Stored items from a collection —
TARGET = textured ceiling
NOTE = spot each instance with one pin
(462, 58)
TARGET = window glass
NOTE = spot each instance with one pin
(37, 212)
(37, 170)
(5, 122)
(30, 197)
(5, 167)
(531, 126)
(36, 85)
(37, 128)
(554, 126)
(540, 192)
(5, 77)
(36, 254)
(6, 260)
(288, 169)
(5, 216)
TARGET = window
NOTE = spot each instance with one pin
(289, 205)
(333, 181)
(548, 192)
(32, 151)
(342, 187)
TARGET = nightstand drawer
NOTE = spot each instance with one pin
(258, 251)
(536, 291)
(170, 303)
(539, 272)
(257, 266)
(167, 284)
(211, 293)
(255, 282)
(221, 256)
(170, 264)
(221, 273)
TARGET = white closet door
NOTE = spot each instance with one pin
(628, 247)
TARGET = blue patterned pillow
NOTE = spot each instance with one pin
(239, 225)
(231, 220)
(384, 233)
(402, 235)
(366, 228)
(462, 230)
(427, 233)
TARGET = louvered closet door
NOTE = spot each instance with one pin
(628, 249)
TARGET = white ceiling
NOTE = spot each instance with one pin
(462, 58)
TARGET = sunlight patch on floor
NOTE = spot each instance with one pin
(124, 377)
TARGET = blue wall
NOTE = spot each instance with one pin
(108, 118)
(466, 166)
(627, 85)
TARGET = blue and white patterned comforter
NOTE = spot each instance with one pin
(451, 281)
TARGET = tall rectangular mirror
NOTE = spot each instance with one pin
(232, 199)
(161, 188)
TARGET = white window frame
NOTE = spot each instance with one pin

To do — Copy the material again from the line that has "TARGET = white closet door" through the last line of the material, keeping every line, and shift each pin coordinate by -36.

Task solution —
TARGET = white closet door
NOTE = spot each instance with one pin
(592, 211)
TARGET = blue patterned pillow
NOTE = spot each instance with one pin
(203, 189)
(195, 184)
(348, 197)
(366, 199)
(330, 192)
(426, 194)
(391, 197)
TARGET = louvered closet door
NOTE = spot each instance with one pin
(592, 213)
TARGET = white ceiling
NOTE = spot each instance with one pin
(426, 22)
TARGET = sunlight patch on floor
NOTE = spot each instance with one pin
(88, 341)
TARGET = blue wall
NOTE = spot each instance with one pin
(72, 82)
(430, 130)
(591, 49)
TARGET = blue and white patterned comforter
NOTE = spot each instance with one pin
(415, 245)
TARGET = tall rectangular mirror
NOTE = spot each instance with one pin
(196, 163)
(125, 152)
TARGET = white window frame
NOTE = spot each instance with one pin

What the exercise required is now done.